Copy out, unchanged, the part of the records that starts with the line containing "# test: mark the black headband, one" and runs through the end of the records.

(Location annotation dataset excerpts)
┄┄┄┄┄┄┄┄┄┄┄┄┄┄┄┄┄┄┄┄

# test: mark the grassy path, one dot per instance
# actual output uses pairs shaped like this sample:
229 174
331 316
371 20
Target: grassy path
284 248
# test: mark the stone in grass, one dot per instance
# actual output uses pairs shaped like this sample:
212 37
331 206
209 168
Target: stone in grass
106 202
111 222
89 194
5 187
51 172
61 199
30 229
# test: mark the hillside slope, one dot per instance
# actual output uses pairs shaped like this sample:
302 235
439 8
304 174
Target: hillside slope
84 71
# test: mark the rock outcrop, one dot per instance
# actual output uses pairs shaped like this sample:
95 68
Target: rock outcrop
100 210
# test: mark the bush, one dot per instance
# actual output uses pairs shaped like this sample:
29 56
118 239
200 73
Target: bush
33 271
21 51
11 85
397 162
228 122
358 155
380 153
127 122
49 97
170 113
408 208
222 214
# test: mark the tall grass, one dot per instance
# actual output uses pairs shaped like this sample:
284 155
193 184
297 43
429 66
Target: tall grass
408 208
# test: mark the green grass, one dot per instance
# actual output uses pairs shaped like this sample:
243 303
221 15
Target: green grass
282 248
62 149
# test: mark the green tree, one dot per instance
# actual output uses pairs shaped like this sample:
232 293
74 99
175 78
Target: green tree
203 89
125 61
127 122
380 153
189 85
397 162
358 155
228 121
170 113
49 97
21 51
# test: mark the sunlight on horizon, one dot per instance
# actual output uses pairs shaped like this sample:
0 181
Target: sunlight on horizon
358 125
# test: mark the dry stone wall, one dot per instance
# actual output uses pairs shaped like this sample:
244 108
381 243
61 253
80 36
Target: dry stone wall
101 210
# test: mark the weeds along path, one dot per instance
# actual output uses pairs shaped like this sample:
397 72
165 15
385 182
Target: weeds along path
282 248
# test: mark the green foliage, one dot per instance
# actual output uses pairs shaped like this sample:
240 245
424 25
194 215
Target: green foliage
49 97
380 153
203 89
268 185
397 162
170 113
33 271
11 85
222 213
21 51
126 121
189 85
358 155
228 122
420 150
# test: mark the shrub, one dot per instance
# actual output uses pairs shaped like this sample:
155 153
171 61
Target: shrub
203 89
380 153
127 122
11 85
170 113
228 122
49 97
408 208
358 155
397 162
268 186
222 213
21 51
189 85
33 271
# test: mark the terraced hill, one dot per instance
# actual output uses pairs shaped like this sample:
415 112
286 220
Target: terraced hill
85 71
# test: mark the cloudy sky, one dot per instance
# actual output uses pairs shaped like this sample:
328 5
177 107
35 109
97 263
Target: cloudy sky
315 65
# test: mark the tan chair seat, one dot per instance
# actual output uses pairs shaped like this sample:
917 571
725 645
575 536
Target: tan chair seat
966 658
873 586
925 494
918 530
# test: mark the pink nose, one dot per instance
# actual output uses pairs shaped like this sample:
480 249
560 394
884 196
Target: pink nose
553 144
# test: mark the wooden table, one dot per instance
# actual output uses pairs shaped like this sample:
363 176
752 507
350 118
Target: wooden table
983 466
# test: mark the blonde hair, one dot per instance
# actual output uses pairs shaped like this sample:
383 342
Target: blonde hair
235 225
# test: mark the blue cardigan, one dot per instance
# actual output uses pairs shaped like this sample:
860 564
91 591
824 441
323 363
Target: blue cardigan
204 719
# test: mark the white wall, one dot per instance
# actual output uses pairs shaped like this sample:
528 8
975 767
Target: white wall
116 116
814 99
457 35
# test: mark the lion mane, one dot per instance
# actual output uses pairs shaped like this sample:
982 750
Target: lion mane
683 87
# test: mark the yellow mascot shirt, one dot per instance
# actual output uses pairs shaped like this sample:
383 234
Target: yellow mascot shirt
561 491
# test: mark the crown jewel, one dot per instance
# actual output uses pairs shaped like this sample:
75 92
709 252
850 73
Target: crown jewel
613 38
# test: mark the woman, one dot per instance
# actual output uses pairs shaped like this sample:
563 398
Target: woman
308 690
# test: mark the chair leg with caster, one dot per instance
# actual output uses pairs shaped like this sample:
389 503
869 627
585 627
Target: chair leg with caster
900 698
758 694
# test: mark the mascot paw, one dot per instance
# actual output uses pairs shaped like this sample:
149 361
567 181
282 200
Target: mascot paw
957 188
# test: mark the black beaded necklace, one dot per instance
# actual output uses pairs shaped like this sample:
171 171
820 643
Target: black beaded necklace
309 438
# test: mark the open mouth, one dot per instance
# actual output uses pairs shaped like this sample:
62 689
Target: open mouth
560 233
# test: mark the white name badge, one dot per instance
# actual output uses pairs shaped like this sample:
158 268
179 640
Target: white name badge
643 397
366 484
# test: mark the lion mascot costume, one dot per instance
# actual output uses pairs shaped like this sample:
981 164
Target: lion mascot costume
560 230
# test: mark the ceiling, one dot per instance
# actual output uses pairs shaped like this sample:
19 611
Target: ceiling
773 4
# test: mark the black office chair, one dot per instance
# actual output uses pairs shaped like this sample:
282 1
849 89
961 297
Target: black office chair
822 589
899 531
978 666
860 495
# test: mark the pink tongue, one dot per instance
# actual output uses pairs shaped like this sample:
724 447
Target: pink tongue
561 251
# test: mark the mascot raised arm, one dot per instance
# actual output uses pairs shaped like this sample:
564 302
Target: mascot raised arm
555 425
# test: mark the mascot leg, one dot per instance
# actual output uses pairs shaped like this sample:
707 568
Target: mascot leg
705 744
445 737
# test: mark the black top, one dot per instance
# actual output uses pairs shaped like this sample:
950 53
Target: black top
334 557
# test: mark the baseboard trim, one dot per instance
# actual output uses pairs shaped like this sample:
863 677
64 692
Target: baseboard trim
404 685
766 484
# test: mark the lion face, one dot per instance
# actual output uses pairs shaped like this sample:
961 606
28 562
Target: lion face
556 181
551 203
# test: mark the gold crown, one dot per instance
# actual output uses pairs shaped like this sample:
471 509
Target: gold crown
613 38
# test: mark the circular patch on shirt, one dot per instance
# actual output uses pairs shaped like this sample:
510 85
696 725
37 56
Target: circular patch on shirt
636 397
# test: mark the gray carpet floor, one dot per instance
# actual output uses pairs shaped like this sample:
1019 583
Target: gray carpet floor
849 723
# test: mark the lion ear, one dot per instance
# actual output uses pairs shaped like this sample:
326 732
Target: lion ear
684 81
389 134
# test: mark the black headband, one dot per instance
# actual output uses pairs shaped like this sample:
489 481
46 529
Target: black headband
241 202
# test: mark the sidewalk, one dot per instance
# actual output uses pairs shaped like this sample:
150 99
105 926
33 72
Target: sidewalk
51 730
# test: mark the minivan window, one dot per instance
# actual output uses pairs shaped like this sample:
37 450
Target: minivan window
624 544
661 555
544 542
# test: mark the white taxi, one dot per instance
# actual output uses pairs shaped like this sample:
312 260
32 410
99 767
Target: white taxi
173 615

┄┄┄┄┄┄┄┄┄┄┄┄┄┄┄┄┄┄┄┄

**WORKED ANSWER:**
# test: mark the black headband, one dot per instance
# actual output uses pairs shaped like this sample:
489 481
46 529
Target: black headband
241 202
# test: mark the sidewalk, one dot per instance
# actual output uses pairs shaped like this sample:
150 99
105 926
33 72
Target: sidewalk
51 730
# test: mark the minivan window, one dot per instance
# actual output uses pairs shaped like this sample:
37 450
Target: minivan window
624 544
661 555
544 542
# test: mark the white taxi, one dot per instance
# actual output uses pairs shaped like this sample:
312 260
32 410
99 767
Target: white taxi
173 615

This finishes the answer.